---- Extracted text

Welcome to Flashback Friday: I Saw The Decade End [1], a milestone-anniversary salute to the New York Mets of 1969, 1979, 1989 and 1999. Each week, we immerse ourselves in or at least touch upon something that transpired within the Metsian realm 40, 30, 20 or 10 years ago. Amazin’ or not, here it comes.
And there used to be rock candy
And a great big Fourth of July
With the fireworks exploding
All across the summer sky
—Joe Raposo, “There Used To Be A Ballpark”
Scouring the baseball-reference [2] page devoted to the schedule of the godforsaken 1979 New York Mets is like going to Andy Dufresne’s big hayfield up near Buxton. It’s got a long rock wall with a big oak tree at the north end. It’s like something out of a Robert Frost poem. Find that spot. At the base of that wall…I mean in the middle of that schedule, you’ll find a game whose paid attendance has no earthly business on a listing of 1979 home games.

--------

#### Exercises
A) Using the Flashback Friday text, answer each question:
(i) Which four Mets seasons does the series salute?
(ii) Who is credited with "There Used To Be A Ballpark"?
(iii) Which website's schedule page for the 1979 Mets does the writer scour?
B) Can you reproduce the part of the Flashback Friday text between "And there used" and "1979 home games.", inclusive?

---- Given information

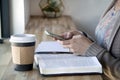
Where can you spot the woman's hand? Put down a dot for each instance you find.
(78, 44)
(69, 35)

--------

#### Answers provided
A)
(i) 1969, 1979, 1989 and 1999
(ii) Joe Raposo
(iii) baseball-reference

B)
And there used to be rock candy
And a great big Fourth of July
With the fireworks exploding
All across the summer sky
—Joe Raposo, “There Used To Be A Ballpark”
Scouring the baseball-reference [2] page devoted to the schedule of the godforsaken 1979 New York Mets is like going to Andy Dufresne’s big hayfield up near Buxton. It’s got a long rock wall with a big oak tree at the north end. It’s like something out of a Robert Frost poem. Find that spot. At the base of that wall…I mean in the middle of that schedule, you’ll find a game whose paid attendance has no earthly business on a listing of 1979 home games.